Tekstfragment —
━━━

7 juli vond de finale plaats van het WK 2019 Vrouwenvoetbal, waarin de Verenigde Staten wonnen van Nederland. Tijdens de inhuldiging van het team werd er massaal "equal pay, equal pay" gescandeerd.

Aangezien voetbal onderdeel is van de samenleving waarin we leven, heeft het ook dezelfde soort problemen als onze samenleving. De weg naar gendergelijkheid, zowel in de voetbalwereld als in de samenleving in het algemeen, is nog erg lang.

Voor het eerst heeft het kampioenschap de ruimte gekregen in de massamedia en dit is geen toeval: het is een van de gevolgen van de vrouwenstrijd voor gelijkheid, welke ook effecten heeft op de sportwereld. Natuurlijk is meer ruimte op de massamedia geen overwinning en betekent dit niet dat de strijd over is, ook omdat in veel gevallen de strijd voor emancipatie gebruikt wordt door media en bedrijven om een 'progressief gezicht' te tonen en er financieel een slagje uit te slaan. Denk bijvoorbeeld aan de commercialisering van Gay Pride, zoals in Amsterdam gebeurt.

━━━

Uit te voeren —
**1.** Schrijf het stuk uit de tekst over vrouwenvoetbal opnieuw uit, te beginnen bij "Voor het eerst" en doorlopend tot en met "in Amsterdam gebeurt.". Verwissel daarbij "kampioenschap" voor "toernooi".
**2.** Welk land won volgens de tekst over vrouwenvoetbal de finale van het WK 2019?
**3.** Vul de tekst over vrouwenvoetbal aan met een vervolg op de laatste zin.

Fragmenten van gegevens over gelabelde gebieden —
━━━

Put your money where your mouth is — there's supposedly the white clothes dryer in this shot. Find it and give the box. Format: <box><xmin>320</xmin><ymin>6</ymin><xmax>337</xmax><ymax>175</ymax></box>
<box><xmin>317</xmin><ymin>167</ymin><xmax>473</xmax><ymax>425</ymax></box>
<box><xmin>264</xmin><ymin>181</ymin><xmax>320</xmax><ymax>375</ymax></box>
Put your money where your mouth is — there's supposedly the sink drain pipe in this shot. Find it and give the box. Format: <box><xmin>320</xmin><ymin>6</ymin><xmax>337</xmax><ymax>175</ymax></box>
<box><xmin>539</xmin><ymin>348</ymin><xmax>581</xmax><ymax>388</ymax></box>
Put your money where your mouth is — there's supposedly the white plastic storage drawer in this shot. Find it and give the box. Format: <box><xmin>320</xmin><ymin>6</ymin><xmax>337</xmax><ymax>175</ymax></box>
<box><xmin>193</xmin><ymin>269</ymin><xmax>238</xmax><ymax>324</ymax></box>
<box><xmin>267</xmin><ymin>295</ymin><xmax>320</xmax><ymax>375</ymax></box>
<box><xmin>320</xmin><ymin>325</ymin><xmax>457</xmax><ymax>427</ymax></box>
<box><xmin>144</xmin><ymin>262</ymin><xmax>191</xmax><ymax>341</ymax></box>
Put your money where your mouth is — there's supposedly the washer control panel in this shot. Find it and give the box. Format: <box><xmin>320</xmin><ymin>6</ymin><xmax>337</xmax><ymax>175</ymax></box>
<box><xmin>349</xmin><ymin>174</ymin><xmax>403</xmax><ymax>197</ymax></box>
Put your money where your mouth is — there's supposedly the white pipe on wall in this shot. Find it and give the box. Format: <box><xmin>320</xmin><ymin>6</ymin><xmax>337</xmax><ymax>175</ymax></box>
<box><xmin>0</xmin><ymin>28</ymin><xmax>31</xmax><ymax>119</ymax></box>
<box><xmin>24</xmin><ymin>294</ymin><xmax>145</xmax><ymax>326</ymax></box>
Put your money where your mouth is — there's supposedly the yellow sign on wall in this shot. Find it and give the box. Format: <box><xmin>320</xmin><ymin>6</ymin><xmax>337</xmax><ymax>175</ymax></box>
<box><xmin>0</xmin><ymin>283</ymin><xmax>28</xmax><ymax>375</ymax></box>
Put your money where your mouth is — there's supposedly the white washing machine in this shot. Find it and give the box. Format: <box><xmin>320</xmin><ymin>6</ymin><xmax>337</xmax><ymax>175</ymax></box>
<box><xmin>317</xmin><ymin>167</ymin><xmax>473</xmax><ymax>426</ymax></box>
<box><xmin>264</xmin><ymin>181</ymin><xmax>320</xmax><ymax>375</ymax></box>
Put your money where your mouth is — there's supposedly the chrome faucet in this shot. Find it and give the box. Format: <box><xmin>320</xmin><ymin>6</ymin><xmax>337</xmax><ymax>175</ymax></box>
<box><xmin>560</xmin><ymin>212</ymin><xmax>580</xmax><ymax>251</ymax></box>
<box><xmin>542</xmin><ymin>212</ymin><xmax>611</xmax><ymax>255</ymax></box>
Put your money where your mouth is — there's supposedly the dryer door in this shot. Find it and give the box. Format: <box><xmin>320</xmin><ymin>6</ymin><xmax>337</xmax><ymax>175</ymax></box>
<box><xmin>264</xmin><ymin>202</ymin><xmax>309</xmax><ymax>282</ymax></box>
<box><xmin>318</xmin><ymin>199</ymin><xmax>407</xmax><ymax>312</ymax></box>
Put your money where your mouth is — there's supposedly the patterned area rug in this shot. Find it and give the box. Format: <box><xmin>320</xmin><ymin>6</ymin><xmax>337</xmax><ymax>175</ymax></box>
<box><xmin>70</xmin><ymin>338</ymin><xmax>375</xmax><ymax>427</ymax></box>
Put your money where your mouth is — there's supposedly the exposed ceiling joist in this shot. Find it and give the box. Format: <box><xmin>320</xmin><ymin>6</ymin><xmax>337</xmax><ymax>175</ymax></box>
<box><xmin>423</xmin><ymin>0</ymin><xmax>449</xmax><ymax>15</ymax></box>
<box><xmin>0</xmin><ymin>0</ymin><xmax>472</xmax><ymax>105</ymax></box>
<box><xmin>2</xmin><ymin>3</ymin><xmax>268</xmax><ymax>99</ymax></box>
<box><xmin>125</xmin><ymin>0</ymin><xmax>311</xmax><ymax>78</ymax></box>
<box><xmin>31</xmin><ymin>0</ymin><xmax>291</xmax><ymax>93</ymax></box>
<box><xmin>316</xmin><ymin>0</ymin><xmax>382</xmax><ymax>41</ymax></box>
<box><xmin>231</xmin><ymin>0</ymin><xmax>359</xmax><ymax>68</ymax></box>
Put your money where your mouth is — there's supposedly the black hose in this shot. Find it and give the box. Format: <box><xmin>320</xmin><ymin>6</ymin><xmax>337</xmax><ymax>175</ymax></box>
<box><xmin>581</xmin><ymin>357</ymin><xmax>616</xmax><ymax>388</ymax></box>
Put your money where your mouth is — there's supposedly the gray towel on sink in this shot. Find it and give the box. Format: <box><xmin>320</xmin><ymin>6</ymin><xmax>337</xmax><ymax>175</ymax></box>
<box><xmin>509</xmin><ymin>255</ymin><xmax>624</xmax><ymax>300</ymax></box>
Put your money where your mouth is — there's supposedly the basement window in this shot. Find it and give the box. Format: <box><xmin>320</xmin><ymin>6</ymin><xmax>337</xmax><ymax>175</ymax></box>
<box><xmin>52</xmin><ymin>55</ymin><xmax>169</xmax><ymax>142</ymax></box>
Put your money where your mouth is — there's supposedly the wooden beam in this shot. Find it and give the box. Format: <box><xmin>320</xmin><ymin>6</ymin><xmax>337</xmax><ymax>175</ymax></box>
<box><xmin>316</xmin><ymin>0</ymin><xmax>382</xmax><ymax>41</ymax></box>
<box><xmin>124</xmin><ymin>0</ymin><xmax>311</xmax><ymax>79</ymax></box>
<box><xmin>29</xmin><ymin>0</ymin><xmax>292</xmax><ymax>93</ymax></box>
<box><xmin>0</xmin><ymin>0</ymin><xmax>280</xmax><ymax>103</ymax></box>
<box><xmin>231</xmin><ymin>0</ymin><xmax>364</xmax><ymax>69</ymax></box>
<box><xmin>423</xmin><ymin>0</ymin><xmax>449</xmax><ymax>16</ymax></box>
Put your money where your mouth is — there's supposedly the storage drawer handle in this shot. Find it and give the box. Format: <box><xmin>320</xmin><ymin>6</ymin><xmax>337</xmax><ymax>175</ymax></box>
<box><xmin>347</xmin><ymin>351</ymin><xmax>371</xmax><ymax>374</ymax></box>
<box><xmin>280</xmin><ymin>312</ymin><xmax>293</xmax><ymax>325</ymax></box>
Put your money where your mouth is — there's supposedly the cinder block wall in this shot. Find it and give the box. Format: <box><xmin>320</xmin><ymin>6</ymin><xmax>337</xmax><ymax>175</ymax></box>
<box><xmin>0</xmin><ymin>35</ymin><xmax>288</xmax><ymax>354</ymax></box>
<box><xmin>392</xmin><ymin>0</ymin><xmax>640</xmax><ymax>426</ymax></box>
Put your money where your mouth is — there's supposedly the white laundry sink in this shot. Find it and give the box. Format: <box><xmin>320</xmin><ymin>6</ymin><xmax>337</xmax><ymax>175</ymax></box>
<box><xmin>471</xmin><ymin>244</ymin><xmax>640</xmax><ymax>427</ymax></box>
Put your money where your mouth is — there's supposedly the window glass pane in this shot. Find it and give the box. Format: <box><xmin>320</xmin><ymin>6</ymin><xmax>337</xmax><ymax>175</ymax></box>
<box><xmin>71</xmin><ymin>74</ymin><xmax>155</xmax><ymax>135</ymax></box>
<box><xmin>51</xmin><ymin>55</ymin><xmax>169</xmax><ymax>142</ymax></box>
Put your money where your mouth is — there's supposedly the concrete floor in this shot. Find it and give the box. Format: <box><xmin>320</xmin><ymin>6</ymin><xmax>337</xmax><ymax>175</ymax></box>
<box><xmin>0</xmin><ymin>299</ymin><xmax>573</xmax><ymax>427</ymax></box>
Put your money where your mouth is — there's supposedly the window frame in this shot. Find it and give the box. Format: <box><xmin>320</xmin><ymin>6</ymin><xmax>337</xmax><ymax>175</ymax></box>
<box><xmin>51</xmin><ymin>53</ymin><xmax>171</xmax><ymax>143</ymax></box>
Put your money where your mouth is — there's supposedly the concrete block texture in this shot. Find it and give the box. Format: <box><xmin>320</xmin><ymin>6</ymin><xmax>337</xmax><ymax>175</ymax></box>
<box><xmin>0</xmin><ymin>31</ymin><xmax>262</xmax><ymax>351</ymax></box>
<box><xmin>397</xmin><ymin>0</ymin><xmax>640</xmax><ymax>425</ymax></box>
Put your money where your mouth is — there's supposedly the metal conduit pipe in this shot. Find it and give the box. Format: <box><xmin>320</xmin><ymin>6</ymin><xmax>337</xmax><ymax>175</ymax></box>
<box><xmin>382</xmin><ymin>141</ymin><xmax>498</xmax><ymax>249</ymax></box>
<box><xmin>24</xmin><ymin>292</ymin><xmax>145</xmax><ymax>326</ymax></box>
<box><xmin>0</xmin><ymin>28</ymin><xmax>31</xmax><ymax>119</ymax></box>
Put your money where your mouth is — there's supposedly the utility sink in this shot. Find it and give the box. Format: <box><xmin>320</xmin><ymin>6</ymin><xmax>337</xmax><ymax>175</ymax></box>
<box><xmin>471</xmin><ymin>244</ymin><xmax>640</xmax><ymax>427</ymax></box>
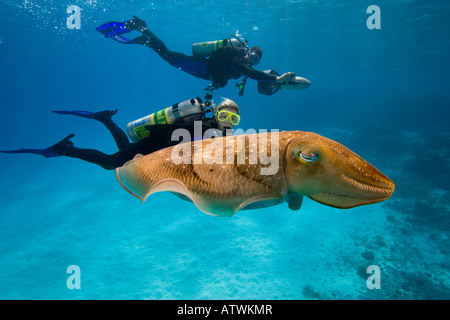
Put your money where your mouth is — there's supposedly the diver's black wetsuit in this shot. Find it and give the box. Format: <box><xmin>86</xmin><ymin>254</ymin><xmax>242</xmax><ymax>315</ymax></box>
<box><xmin>64</xmin><ymin>118</ymin><xmax>225</xmax><ymax>170</ymax></box>
<box><xmin>130</xmin><ymin>29</ymin><xmax>277</xmax><ymax>87</ymax></box>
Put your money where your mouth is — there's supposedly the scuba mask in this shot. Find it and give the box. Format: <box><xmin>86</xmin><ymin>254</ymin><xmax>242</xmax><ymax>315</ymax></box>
<box><xmin>247</xmin><ymin>51</ymin><xmax>261</xmax><ymax>66</ymax></box>
<box><xmin>217</xmin><ymin>110</ymin><xmax>241</xmax><ymax>126</ymax></box>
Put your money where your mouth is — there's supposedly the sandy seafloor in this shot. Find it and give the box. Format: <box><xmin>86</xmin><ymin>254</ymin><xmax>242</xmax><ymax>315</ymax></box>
<box><xmin>0</xmin><ymin>123</ymin><xmax>449</xmax><ymax>299</ymax></box>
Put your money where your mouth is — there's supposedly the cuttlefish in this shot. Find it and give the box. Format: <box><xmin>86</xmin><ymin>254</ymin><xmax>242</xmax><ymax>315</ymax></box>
<box><xmin>116</xmin><ymin>131</ymin><xmax>395</xmax><ymax>216</ymax></box>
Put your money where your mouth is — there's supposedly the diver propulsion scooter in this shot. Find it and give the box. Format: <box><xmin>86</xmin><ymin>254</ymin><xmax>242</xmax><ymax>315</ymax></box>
<box><xmin>258</xmin><ymin>70</ymin><xmax>311</xmax><ymax>96</ymax></box>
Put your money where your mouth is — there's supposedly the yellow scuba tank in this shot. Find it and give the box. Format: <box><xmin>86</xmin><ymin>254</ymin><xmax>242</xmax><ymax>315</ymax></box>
<box><xmin>192</xmin><ymin>36</ymin><xmax>247</xmax><ymax>57</ymax></box>
<box><xmin>127</xmin><ymin>98</ymin><xmax>205</xmax><ymax>142</ymax></box>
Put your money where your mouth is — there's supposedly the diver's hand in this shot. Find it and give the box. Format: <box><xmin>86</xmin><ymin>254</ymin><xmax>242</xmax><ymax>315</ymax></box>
<box><xmin>276</xmin><ymin>72</ymin><xmax>295</xmax><ymax>83</ymax></box>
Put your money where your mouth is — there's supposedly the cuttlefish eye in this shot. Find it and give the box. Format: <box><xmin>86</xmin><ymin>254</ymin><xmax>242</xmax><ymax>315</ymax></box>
<box><xmin>295</xmin><ymin>149</ymin><xmax>320</xmax><ymax>163</ymax></box>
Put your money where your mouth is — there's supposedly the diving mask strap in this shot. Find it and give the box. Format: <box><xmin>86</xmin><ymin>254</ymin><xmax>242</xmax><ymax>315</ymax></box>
<box><xmin>236</xmin><ymin>76</ymin><xmax>248</xmax><ymax>97</ymax></box>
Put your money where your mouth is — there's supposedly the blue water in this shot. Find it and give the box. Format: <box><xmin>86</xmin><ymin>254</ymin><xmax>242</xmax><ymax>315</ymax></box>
<box><xmin>0</xmin><ymin>0</ymin><xmax>450</xmax><ymax>299</ymax></box>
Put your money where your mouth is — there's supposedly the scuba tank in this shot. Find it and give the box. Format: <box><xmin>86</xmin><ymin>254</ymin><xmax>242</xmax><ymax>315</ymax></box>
<box><xmin>127</xmin><ymin>97</ymin><xmax>205</xmax><ymax>142</ymax></box>
<box><xmin>192</xmin><ymin>36</ymin><xmax>247</xmax><ymax>57</ymax></box>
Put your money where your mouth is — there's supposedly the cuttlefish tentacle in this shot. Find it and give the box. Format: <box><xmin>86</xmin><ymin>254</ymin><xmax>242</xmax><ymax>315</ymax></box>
<box><xmin>116</xmin><ymin>131</ymin><xmax>395</xmax><ymax>216</ymax></box>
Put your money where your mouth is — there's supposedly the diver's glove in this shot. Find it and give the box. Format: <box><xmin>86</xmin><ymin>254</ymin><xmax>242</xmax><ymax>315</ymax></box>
<box><xmin>275</xmin><ymin>72</ymin><xmax>295</xmax><ymax>84</ymax></box>
<box><xmin>123</xmin><ymin>16</ymin><xmax>147</xmax><ymax>31</ymax></box>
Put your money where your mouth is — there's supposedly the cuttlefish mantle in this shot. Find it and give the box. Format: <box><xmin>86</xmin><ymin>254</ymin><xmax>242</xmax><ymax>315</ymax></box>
<box><xmin>116</xmin><ymin>131</ymin><xmax>395</xmax><ymax>216</ymax></box>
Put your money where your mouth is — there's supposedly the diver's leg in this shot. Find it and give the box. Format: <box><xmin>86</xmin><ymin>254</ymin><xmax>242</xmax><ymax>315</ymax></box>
<box><xmin>53</xmin><ymin>109</ymin><xmax>130</xmax><ymax>150</ymax></box>
<box><xmin>131</xmin><ymin>28</ymin><xmax>209</xmax><ymax>80</ymax></box>
<box><xmin>0</xmin><ymin>133</ymin><xmax>75</xmax><ymax>158</ymax></box>
<box><xmin>102</xmin><ymin>119</ymin><xmax>130</xmax><ymax>150</ymax></box>
<box><xmin>64</xmin><ymin>147</ymin><xmax>121</xmax><ymax>170</ymax></box>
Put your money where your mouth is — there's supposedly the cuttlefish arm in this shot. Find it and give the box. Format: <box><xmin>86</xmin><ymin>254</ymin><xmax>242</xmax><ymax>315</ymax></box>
<box><xmin>285</xmin><ymin>132</ymin><xmax>395</xmax><ymax>209</ymax></box>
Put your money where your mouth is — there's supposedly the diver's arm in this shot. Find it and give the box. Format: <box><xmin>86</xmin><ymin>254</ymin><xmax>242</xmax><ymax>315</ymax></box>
<box><xmin>233</xmin><ymin>61</ymin><xmax>277</xmax><ymax>82</ymax></box>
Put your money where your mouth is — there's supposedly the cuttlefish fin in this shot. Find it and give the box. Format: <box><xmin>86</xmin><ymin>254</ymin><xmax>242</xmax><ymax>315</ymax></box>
<box><xmin>116</xmin><ymin>161</ymin><xmax>246</xmax><ymax>217</ymax></box>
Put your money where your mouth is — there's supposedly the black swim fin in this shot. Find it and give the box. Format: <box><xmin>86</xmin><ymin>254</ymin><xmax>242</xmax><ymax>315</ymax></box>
<box><xmin>52</xmin><ymin>109</ymin><xmax>117</xmax><ymax>122</ymax></box>
<box><xmin>0</xmin><ymin>133</ymin><xmax>75</xmax><ymax>158</ymax></box>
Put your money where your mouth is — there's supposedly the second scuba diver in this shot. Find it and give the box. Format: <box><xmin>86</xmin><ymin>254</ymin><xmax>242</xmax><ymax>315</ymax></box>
<box><xmin>96</xmin><ymin>16</ymin><xmax>295</xmax><ymax>90</ymax></box>
<box><xmin>1</xmin><ymin>98</ymin><xmax>240</xmax><ymax>170</ymax></box>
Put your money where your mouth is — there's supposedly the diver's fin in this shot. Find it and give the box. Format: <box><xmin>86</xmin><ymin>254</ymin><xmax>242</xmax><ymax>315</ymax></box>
<box><xmin>288</xmin><ymin>192</ymin><xmax>303</xmax><ymax>211</ymax></box>
<box><xmin>95</xmin><ymin>16</ymin><xmax>147</xmax><ymax>37</ymax></box>
<box><xmin>52</xmin><ymin>109</ymin><xmax>117</xmax><ymax>122</ymax></box>
<box><xmin>95</xmin><ymin>21</ymin><xmax>132</xmax><ymax>38</ymax></box>
<box><xmin>0</xmin><ymin>133</ymin><xmax>75</xmax><ymax>158</ymax></box>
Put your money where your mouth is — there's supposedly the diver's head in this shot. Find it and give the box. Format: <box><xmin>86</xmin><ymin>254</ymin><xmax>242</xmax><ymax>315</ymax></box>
<box><xmin>214</xmin><ymin>98</ymin><xmax>241</xmax><ymax>131</ymax></box>
<box><xmin>246</xmin><ymin>46</ymin><xmax>262</xmax><ymax>66</ymax></box>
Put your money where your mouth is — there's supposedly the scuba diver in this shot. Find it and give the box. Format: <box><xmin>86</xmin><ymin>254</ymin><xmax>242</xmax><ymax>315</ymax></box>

━━━

Verwachte antwoorden —
**1.**
Voor het eerst heeft het toernooi de ruimte gekregen in de massamedia en dit is geen toeval: het is een van de gevolgen van de vrouwenstrijd voor gelijkheid, welke ook effecten heeft op de sportwereld. Natuurlijk is meer ruimte op de massamedia geen overwinning en betekent dit niet dat de strijd over is, ook omdat in veel gevallen de strijd voor emancipatie gebruikt wordt door media en bedrijven om een 'progressief gezicht' te tonen en er financieel een slagje uit te slaan. Denk bijvoorbeeld aan de commercialisering van Gay Pride, zoals in Amsterdam gebeurt.

**2.** De Verenigde Staten.

**3.**
Het is niet alleen zo met voetbal: ook met andere teamsporten wordt er meer aandacht gegeven aan de mannenteams dan aan de vrouwen; de enige uitzondering is handbal, in ieder geval in Europa, omdat dit wordt meer dan andere sporten wordt beschouwd als een ‘vrouwensport'.

Voetbal is wel de sport waarin machocultuur het meest zichtbaar is en waar de salariskloof de smakeloze kers op de taart is.

Een beetje geschiedenis

Vrouwenvoetbal begon in Groot-Brittannië in het laatste decennium van de 19e eeuw. Tijdens de Eerste Wereldoorlog was het Dick Kerr's Ladies F.C. een van de beroemdste teams. Het werd in Preston opgericht in 1917, door vrouwelijke arbeiders van de wapenfabrikant Dick, Kerr & Co. Hun wedstrijden haalden geld op voor gewonde soldaten en hun families. In 1921 hadden ze 10 miljoen pond opgehaald aan donaties.

Ondanks de populariteit van de sport, werd het vrouwenvoetbal tussen 1921 en 1971 door de Football Association in de ban gedaan, omdat "voetbal niet geschikt was voor vrouwen en daarom niet aangemoedigd moest worden." Dezelfde ban was van kracht in Duitsland, Brazilië en Nederland. In landen waar er geen officiële ban was, vond er op andere wijze discriminatie plaats.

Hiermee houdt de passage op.